- _Latihan Singkat_
Tuliskan ulang seluruh daftar di bawah ini kata demi kata. Jangan sertakan gambar dalam jawaban Anda.
===== Data Tersimpan =====
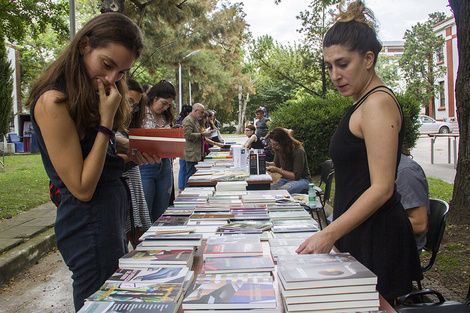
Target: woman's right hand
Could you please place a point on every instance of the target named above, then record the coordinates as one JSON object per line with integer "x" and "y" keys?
{"x": 110, "y": 99}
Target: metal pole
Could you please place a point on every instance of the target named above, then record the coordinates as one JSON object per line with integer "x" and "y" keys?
{"x": 180, "y": 87}
{"x": 190, "y": 100}
{"x": 72, "y": 18}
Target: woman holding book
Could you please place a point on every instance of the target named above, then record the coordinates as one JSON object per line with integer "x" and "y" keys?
{"x": 290, "y": 160}
{"x": 141, "y": 220}
{"x": 253, "y": 141}
{"x": 157, "y": 178}
{"x": 369, "y": 221}
{"x": 76, "y": 105}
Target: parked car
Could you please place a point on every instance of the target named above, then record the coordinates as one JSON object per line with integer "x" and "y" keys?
{"x": 428, "y": 125}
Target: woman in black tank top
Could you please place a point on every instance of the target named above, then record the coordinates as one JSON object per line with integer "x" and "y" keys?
{"x": 369, "y": 221}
=====
- _Jawaban Tugas_
Target: woman's right hand
Could you please place a point on every instance of the target named above, then record the coordinates as one JSON object per line with integer "x" and "y" keys?
{"x": 110, "y": 99}
Target: metal pole
Could you please place a point on every instance of the target named above, then record the coordinates as one JSON object per line with integer "x" and "y" keys?
{"x": 180, "y": 87}
{"x": 190, "y": 100}
{"x": 72, "y": 18}
Target: woman holding book
Could you please place a point on every instance of the target named above, then record the coordinates as one JSON object per line with integer "x" and "y" keys?
{"x": 290, "y": 160}
{"x": 141, "y": 220}
{"x": 253, "y": 141}
{"x": 157, "y": 178}
{"x": 369, "y": 221}
{"x": 76, "y": 105}
Target: parked car
Could you please place a point on every instance of the target named above, then record the coordinates as one JSON object per line with integer "x" and "y" keys?
{"x": 428, "y": 125}
Target: woman in black tank top
Could you please place a point on every instance of the target named above, then record the coordinates as one JSON object per line with integer "x" and "y" keys?
{"x": 369, "y": 221}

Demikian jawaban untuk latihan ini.